(begin)

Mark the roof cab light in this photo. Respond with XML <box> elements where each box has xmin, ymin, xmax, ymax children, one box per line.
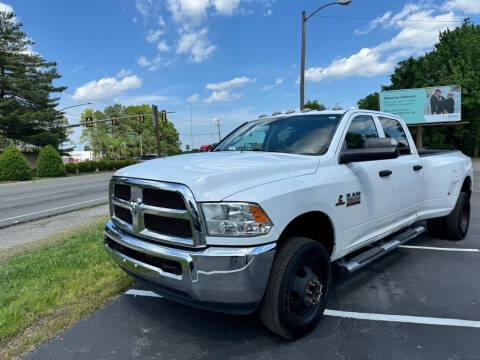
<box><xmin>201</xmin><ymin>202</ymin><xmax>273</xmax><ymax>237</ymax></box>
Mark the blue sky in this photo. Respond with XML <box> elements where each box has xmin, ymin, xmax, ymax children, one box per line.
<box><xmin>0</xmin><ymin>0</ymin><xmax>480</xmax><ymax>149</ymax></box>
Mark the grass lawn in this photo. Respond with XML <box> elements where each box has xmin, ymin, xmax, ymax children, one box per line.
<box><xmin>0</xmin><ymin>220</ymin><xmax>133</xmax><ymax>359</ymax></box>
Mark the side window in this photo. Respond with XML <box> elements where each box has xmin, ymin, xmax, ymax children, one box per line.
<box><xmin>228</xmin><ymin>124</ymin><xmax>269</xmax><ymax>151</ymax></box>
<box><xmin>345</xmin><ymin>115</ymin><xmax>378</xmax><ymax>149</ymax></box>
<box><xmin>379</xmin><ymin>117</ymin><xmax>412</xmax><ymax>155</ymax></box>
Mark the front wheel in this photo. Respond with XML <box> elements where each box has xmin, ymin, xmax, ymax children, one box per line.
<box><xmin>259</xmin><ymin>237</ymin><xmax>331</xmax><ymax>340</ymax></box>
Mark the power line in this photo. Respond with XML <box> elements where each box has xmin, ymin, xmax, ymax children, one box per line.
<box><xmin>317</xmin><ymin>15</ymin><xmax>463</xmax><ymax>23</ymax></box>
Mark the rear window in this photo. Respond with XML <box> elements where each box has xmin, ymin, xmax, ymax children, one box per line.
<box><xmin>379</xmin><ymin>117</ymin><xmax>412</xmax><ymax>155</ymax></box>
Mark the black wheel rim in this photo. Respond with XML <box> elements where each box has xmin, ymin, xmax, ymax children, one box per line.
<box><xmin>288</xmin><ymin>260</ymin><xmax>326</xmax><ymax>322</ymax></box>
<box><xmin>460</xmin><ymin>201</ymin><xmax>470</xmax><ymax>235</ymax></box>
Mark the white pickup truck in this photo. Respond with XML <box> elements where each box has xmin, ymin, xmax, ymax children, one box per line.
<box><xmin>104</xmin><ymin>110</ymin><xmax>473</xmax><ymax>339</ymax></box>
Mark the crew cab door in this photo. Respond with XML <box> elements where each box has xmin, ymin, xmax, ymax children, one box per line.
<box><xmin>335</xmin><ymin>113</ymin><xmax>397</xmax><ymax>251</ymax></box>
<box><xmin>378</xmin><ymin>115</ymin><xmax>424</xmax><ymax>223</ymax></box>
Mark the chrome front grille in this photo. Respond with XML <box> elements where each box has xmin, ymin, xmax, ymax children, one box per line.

(end)
(begin)

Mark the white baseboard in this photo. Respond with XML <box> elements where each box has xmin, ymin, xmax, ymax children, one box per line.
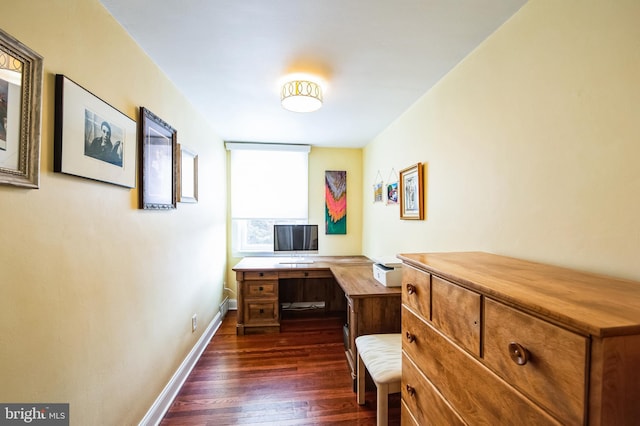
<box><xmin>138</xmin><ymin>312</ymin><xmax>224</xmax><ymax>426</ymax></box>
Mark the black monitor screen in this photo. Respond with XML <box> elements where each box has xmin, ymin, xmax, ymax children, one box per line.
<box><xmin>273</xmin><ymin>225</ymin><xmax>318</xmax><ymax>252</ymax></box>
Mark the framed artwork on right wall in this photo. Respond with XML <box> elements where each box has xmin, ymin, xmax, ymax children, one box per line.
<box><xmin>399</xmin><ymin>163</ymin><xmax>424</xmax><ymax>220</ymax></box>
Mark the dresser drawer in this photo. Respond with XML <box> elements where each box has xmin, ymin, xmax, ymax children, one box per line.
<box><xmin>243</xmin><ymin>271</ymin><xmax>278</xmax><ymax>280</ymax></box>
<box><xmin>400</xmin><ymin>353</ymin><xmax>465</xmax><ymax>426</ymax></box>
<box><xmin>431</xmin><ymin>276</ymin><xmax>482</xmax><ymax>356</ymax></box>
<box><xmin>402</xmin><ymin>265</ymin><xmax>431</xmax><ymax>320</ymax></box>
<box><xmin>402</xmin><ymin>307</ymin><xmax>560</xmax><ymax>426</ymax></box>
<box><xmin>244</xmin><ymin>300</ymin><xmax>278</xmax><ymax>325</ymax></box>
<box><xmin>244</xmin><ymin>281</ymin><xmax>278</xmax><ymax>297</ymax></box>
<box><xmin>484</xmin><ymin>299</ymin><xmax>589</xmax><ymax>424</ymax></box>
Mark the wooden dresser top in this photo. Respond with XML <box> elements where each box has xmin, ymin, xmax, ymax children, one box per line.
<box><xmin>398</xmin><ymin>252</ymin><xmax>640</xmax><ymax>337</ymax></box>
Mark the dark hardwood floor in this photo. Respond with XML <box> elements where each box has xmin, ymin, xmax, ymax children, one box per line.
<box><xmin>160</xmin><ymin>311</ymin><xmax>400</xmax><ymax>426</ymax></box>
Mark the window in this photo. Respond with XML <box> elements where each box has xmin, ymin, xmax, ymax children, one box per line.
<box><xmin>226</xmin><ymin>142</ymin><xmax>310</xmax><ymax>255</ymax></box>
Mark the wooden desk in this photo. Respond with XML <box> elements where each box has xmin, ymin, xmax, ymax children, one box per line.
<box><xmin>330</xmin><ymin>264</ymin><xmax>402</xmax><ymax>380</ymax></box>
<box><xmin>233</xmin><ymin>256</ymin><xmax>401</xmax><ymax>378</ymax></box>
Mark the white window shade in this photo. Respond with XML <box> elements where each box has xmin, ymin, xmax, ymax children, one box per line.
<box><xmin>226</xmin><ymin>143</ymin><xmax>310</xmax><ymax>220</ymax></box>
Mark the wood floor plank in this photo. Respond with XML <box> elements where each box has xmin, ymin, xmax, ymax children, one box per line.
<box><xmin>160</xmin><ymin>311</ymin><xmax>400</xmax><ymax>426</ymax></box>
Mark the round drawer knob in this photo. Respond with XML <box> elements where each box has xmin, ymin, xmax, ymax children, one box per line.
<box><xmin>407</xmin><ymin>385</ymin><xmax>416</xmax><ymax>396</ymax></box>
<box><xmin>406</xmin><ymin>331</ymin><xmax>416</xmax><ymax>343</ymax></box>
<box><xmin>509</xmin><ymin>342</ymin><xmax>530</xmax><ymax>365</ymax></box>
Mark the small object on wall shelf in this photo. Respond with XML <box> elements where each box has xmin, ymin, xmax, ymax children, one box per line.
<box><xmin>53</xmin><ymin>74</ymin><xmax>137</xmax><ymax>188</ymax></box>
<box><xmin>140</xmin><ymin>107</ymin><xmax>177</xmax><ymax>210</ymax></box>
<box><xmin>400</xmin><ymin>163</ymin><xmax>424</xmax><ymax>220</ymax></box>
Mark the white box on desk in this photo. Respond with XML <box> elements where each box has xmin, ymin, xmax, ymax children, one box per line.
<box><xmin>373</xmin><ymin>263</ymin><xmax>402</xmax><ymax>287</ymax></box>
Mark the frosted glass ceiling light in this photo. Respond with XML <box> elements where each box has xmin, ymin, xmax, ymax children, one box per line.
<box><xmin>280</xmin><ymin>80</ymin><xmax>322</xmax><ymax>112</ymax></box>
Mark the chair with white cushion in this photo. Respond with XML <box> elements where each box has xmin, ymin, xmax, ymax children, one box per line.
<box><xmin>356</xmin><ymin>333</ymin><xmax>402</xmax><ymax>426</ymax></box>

(end)
(begin)

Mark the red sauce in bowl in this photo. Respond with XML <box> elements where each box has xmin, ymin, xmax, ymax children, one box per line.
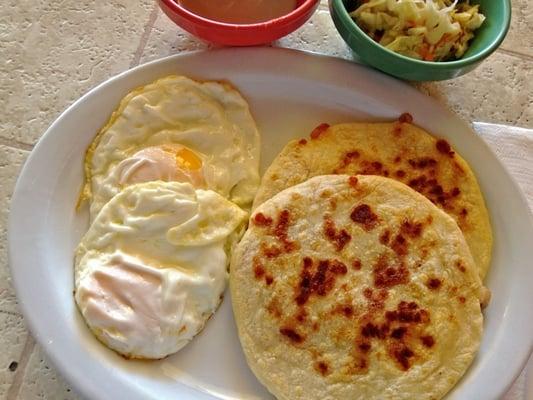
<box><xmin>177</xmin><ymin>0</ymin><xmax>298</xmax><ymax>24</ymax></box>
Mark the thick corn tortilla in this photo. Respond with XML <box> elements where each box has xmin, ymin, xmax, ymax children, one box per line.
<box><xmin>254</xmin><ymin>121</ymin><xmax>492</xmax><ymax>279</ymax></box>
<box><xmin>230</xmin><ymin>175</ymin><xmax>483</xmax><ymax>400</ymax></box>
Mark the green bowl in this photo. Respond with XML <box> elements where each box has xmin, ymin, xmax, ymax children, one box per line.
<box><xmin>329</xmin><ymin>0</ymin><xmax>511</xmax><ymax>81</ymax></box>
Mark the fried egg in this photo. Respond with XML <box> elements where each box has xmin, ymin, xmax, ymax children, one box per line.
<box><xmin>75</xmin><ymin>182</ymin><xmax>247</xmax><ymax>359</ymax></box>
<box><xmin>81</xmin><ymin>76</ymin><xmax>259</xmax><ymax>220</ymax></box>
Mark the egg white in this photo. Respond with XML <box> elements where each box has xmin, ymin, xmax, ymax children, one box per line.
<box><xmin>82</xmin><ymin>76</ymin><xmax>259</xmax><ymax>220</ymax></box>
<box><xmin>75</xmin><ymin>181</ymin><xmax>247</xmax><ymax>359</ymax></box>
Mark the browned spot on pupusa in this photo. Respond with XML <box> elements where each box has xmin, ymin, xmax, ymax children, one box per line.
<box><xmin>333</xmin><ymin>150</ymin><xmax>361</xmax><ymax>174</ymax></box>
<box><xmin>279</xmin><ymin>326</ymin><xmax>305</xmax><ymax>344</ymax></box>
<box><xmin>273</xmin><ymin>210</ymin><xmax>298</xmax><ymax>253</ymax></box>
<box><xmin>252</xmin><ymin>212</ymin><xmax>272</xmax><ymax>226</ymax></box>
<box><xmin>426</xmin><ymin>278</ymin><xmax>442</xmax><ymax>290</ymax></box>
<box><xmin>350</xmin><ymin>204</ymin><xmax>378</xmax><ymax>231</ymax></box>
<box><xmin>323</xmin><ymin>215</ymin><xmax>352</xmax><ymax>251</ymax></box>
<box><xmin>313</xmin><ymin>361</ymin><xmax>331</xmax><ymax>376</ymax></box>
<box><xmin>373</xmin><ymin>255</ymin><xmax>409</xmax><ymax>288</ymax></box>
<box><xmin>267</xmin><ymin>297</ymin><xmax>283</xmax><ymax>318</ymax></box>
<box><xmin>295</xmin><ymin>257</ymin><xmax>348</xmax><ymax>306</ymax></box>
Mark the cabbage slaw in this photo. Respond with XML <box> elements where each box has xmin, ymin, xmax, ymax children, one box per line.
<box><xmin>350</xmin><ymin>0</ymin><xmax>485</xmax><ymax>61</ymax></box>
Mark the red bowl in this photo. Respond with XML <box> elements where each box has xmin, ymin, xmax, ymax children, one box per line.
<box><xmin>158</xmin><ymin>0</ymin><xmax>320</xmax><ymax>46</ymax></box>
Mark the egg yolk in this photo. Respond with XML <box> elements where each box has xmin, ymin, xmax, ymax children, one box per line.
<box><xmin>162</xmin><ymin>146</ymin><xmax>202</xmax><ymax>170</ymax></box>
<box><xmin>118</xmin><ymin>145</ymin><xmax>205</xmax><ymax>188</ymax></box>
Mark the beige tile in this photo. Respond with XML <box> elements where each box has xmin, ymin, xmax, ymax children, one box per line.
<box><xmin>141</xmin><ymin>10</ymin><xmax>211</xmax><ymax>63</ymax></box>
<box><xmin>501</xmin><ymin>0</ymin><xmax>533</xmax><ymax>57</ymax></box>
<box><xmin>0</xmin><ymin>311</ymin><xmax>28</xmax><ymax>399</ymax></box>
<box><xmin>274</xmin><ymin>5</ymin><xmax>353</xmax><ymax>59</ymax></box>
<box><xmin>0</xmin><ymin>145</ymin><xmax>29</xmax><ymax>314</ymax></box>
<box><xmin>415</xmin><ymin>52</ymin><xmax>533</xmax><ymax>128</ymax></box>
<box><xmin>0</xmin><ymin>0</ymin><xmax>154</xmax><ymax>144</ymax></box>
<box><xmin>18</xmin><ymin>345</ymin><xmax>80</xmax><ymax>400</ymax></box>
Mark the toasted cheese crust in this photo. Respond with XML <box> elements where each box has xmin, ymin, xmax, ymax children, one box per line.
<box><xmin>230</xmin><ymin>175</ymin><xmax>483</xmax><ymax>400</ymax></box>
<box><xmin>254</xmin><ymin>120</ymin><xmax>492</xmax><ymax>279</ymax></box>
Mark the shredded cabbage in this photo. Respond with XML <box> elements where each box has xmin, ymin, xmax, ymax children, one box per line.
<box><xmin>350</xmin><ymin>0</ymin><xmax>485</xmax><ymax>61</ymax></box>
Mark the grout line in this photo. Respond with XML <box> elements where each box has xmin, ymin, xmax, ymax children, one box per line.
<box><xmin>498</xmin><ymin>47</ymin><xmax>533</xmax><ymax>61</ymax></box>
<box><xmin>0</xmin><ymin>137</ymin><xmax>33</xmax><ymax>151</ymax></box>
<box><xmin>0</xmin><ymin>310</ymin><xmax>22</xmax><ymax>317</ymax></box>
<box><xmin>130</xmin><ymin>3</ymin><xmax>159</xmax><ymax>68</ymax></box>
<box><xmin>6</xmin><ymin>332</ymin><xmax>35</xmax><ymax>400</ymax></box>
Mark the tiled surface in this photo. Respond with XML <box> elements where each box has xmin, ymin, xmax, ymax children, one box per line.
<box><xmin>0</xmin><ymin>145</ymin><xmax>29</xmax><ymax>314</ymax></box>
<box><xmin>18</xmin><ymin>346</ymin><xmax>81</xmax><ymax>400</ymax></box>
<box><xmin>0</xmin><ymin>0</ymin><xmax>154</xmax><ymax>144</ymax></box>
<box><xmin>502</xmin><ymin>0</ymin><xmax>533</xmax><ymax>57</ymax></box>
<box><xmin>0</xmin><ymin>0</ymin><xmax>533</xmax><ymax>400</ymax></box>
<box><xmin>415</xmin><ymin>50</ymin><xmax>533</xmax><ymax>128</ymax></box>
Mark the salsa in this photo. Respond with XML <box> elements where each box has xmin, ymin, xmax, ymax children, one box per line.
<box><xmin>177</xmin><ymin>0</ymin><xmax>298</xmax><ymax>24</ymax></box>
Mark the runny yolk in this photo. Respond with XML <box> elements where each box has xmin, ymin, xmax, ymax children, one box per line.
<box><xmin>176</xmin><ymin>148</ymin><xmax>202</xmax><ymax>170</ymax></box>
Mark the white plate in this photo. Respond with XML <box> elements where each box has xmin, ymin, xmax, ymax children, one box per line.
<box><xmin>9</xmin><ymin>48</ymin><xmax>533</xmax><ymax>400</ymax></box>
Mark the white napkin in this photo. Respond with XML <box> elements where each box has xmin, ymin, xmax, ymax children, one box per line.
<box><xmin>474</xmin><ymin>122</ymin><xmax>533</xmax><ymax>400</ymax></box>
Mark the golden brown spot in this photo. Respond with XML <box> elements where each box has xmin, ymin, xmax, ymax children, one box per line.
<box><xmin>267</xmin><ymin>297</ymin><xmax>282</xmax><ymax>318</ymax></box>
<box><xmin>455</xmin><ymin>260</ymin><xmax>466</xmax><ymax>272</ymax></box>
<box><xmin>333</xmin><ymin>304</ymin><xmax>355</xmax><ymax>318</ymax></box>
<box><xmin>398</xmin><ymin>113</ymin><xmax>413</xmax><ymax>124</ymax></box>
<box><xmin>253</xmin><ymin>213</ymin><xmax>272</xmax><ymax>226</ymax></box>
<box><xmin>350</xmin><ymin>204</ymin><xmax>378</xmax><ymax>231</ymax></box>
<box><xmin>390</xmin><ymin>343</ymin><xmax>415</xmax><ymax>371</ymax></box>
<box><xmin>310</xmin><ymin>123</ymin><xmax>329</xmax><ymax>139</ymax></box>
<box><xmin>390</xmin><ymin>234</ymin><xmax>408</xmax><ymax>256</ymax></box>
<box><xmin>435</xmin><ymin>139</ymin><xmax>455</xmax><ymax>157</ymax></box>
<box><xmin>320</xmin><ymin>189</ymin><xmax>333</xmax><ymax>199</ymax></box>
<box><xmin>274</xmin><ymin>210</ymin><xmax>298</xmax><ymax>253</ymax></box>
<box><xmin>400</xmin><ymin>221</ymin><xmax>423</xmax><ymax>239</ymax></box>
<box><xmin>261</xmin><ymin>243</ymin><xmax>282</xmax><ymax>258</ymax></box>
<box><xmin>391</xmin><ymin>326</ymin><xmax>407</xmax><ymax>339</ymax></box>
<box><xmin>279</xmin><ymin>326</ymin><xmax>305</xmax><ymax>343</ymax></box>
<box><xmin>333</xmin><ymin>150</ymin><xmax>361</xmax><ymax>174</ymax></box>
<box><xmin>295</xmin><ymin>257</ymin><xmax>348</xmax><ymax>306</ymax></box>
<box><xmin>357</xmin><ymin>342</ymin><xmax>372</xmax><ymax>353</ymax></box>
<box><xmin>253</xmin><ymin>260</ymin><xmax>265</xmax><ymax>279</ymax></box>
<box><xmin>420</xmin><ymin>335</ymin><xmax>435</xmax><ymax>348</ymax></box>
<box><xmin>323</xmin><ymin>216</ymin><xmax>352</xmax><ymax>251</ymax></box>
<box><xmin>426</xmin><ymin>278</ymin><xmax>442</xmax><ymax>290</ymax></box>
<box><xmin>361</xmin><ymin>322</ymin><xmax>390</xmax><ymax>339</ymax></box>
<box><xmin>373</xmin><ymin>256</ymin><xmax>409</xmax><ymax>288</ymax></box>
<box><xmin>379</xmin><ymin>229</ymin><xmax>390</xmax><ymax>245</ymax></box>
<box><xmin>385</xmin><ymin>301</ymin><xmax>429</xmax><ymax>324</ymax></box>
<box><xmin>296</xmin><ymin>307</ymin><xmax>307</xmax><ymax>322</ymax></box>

(end)

◆ TASK PROMPT
Count the lines of the records above that contain the word "wheel", and give only that number.

◆ SOLUTION BELOW
2